§ **WRITTEN EXERCISE**
Pick out and copy every line of the entries below that contains the string "glass". Matching is case-sensitive.

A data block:
● ● ● ● ●

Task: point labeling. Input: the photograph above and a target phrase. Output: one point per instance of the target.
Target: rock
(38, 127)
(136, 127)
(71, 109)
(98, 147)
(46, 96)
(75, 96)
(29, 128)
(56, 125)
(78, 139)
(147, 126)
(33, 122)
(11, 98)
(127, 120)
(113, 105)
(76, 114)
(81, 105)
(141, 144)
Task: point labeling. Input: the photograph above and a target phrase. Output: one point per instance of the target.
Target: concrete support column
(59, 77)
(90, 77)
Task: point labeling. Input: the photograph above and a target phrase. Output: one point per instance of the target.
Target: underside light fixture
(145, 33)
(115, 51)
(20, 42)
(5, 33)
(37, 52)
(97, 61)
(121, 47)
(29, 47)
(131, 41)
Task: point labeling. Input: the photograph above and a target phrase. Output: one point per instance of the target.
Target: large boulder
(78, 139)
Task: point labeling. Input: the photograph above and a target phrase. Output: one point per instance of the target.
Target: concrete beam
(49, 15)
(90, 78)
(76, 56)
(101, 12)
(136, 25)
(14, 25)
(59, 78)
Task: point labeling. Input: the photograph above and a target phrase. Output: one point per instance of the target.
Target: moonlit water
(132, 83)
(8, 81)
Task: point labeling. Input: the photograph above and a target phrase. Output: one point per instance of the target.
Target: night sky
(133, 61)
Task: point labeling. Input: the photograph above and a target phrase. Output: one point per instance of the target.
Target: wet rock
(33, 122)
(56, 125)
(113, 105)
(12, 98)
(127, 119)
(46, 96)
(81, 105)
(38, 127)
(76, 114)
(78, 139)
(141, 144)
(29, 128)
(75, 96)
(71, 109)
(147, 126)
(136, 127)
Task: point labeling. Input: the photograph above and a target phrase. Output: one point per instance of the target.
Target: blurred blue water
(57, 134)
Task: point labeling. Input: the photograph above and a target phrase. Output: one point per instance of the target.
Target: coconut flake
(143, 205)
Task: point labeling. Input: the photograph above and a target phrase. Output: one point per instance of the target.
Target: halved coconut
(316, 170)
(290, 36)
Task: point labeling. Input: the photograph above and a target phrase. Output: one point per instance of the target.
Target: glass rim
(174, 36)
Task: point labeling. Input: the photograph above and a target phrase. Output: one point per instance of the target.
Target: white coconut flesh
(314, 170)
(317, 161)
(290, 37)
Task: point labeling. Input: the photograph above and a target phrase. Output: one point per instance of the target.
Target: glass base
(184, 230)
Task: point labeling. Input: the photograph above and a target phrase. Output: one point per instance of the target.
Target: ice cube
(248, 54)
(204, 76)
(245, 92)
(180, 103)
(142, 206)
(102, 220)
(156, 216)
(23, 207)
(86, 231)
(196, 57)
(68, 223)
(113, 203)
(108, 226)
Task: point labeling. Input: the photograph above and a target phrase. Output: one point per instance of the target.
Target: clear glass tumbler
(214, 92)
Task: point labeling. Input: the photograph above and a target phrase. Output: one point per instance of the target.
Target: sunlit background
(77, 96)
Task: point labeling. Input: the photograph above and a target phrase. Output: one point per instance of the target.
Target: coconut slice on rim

● ● ● ● ●

§ **THE ANSWER**
Target: glass rim
Target: glass base
Target: clear glass tumbler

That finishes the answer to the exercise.